◆ Records for this exercise:

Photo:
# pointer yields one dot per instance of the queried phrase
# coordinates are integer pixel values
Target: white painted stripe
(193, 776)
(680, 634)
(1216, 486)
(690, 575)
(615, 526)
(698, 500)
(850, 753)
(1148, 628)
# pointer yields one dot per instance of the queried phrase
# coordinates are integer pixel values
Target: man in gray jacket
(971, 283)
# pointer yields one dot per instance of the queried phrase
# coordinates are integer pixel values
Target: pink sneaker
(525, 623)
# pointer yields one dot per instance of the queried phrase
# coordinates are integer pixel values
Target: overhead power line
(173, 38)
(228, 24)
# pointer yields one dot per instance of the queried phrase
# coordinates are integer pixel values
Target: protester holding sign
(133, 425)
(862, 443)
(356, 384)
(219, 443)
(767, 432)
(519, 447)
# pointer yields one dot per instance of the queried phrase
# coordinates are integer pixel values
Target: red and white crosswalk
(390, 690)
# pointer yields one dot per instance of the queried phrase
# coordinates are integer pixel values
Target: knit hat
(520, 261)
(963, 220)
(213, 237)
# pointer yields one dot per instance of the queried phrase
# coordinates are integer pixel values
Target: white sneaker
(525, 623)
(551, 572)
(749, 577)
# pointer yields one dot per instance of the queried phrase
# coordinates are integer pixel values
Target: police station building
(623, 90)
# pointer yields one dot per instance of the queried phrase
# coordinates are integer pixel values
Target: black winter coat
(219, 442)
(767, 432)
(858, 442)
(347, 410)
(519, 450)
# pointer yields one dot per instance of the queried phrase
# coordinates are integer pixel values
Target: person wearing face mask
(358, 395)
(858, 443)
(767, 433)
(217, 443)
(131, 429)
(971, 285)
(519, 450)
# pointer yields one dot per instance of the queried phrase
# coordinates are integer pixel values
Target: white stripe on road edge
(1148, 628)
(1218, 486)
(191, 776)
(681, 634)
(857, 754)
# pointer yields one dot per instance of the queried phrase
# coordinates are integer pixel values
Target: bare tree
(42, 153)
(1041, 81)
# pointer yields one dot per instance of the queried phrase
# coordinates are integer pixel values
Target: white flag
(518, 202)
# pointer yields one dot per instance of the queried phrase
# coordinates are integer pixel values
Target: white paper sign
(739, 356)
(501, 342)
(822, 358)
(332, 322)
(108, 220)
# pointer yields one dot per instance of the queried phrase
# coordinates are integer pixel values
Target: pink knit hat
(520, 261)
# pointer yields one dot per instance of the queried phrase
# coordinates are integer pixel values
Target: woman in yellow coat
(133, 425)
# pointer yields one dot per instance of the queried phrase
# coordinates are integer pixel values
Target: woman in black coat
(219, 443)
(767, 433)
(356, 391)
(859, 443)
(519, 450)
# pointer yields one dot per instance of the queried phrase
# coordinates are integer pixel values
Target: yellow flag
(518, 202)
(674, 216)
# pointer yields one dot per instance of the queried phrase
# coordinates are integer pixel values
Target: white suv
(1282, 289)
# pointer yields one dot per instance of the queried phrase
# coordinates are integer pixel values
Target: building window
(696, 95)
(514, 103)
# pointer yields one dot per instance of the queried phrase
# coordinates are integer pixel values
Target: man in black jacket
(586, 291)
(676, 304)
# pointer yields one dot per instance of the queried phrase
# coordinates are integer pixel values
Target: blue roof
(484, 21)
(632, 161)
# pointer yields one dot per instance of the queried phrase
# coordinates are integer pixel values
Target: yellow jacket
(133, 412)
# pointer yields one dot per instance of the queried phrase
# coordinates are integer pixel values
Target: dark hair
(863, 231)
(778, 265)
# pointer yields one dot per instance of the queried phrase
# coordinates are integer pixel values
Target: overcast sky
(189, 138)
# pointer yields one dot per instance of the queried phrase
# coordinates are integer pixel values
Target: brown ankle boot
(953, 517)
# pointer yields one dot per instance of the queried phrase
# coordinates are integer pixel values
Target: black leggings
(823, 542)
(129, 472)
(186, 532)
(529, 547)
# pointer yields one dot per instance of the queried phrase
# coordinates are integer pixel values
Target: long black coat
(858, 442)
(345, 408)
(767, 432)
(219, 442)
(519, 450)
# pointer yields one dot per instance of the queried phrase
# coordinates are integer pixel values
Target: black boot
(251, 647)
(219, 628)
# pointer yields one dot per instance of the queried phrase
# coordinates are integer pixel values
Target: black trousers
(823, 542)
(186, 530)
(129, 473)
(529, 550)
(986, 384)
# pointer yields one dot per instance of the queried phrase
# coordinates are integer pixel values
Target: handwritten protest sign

◆ Job: Every entry in the listing must be retyped exactly.

◆ Task answer:
Photo:
# pointer yields one dot per instance of the queried phrase
# coordinates are integer pixel values
Target: white painted stripe
(193, 776)
(680, 634)
(1216, 486)
(690, 575)
(615, 526)
(698, 500)
(850, 753)
(1148, 628)
# pointer yields one dot per instance of the queried phrase
# coordinates are integer pixel values
Target: man in gray jacket
(971, 283)
# pointer yields one dot per instance of the queried phrase
# coordinates are integer pixel values
Target: pink sneaker
(525, 623)
# pointer yields one dot per instance of the queried phrase
# coordinates are integer pixel values
Target: overhead power line
(173, 38)
(228, 24)
# pointer yields one dot per instance of the queried phrase
# coordinates are integer pixel values
Target: protester holding sign
(133, 425)
(862, 443)
(356, 384)
(219, 443)
(767, 432)
(519, 447)
# pointer yields one dot per instance of the queried phrase
# coordinates are integer pixel values
Target: red and white crosswalk
(390, 690)
# pointer yields one dot per instance of the queried phrase
# coordinates are integer pixel values
Target: knit hat
(520, 261)
(963, 220)
(213, 237)
# pointer yields one dot per instance of the queried phrase
# coordinates are integer pixel values
Target: white sneaker
(525, 623)
(551, 572)
(749, 577)
# pointer yields one dot per instance of the queried phrase
# coordinates are integer pixel values
Target: police station building
(623, 90)
# pointer yields one dot per instance of the queried phrase
# coordinates are integer pixel values
Target: black winter coat
(219, 442)
(767, 432)
(858, 442)
(347, 410)
(519, 450)
# pointer yields one dot per instance of the queried phrase
# coordinates are integer pixel values
Target: person wearing face mask
(358, 395)
(858, 443)
(767, 433)
(217, 443)
(131, 429)
(971, 285)
(519, 450)
# pointer yields one dot per instance of the queried phrase
# coordinates are integer pixel values
Target: white stripe on road edge
(1148, 628)
(1218, 486)
(191, 776)
(681, 634)
(857, 754)
# pointer yields one dot per instance of the queried phrase
# coordinates are integer pixel values
Target: bare tree
(42, 153)
(1041, 81)
# pointer yields one dot per instance of the queried phrase
# coordinates are integer pixel values
Target: white flag
(518, 202)
# pointer yields one dot per instance of the queried phrase
# coordinates are integer pixel values
Target: white paper sign
(739, 356)
(501, 342)
(822, 358)
(332, 322)
(108, 220)
# pointer yields one dot per instance of the queried phrase
# coordinates are integer pixel values
Target: pink knit hat
(520, 261)
# pointer yields one dot per instance of the queried phrase
# coordinates are integer pixel values
Target: woman in yellow coat
(133, 425)
# pointer yields one dot per instance of the queried phrase
# coordinates are integer pixel values
Target: woman in black coat
(219, 443)
(767, 433)
(356, 391)
(859, 443)
(519, 450)
# pointer yields one dot per instance of the queried phrase
# coordinates are integer pixel values
Target: yellow flag
(518, 202)
(674, 216)
# pointer yields one dot per instance of the queried phrase
# coordinates are integer pixel values
Target: white suv
(1282, 289)
# pointer yields one dot per instance of the queried phrase
# coordinates are integer pixel values
Target: building window
(696, 95)
(514, 103)
# pointer yields one dot per instance of the queried phrase
# coordinates are integer pixel values
Target: man in black jacket
(586, 291)
(676, 304)
# pointer yields one dot per instance of the queried phrase
# coordinates are integer pixel values
Target: blue roof
(484, 21)
(632, 161)
# pointer yields one dot per instance of the queried phrase
# coordinates are integer pixel values
Target: yellow jacket
(133, 412)
# pointer yields one dot per instance of the queried phrase
# coordinates are integer pixel values
Target: dark hair
(863, 231)
(778, 265)
# pointer yields one dot per instance of the queried phrase
# coordinates are integer pixel values
Target: overcast sky
(189, 138)
# pointer yields one dot per instance of the queried phrase
# coordinates are integer pixel values
Target: brown ankle boot
(953, 517)
# pointer yields one dot per instance of the queried phrase
# coordinates are integer pixel values
Target: black leggings
(823, 542)
(129, 472)
(186, 532)
(529, 547)
# pointer yields one dot per instance of the queried phrase
# coordinates are integer pixel values
Target: long black coat
(858, 442)
(345, 408)
(767, 432)
(219, 442)
(519, 450)
# pointer yields one dot per instance of the queried phrase
# coordinates are integer pixel values
Target: black boot
(251, 647)
(219, 628)
# pointer yields one dot per instance of the queried phrase
# coordinates are integer pixel values
Target: black trousers
(823, 542)
(186, 530)
(129, 473)
(529, 550)
(986, 384)
# pointer yields one dot per instance of the queried phrase
# coordinates are integer pixel values
Target: handwritten protest sign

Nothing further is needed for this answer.